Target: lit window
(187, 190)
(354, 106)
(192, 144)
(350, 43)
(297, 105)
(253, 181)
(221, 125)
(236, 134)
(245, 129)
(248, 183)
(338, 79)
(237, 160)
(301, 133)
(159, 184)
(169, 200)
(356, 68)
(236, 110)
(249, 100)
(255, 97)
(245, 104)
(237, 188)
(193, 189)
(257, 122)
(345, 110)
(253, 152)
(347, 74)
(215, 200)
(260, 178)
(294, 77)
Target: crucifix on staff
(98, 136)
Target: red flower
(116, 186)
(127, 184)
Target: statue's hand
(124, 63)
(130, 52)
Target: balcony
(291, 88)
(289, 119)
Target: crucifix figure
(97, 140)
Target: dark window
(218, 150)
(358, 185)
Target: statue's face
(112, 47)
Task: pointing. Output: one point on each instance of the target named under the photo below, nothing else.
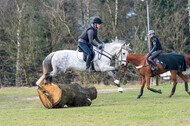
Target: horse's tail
(187, 60)
(46, 64)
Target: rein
(142, 66)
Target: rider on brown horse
(156, 49)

WORK ORDER: Restate the entries word for word, though any image they contain should not appear.

WRITTEN SOLUTION:
Target: lit window
(187, 190)
(354, 106)
(192, 144)
(350, 43)
(297, 105)
(253, 181)
(221, 125)
(236, 134)
(245, 129)
(248, 183)
(338, 79)
(237, 160)
(301, 133)
(159, 184)
(169, 200)
(356, 68)
(236, 110)
(249, 100)
(255, 97)
(245, 104)
(237, 188)
(193, 189)
(257, 122)
(345, 110)
(253, 152)
(347, 74)
(215, 200)
(260, 178)
(294, 77)
Target: crucifix on staff
(98, 136)
Target: red flower
(116, 186)
(127, 184)
Target: statue's hand
(124, 63)
(130, 52)
Target: balcony
(291, 88)
(289, 119)
Target: crucifix figure
(97, 140)
Target: dark window
(218, 150)
(358, 185)
Target: statue's face
(112, 47)
Task: pointing. Output: one point on each instance of the target named under the photo below, nothing else.
Target: horse's tail
(187, 60)
(46, 64)
Target: rein
(142, 66)
Target: rider on brown horse
(156, 49)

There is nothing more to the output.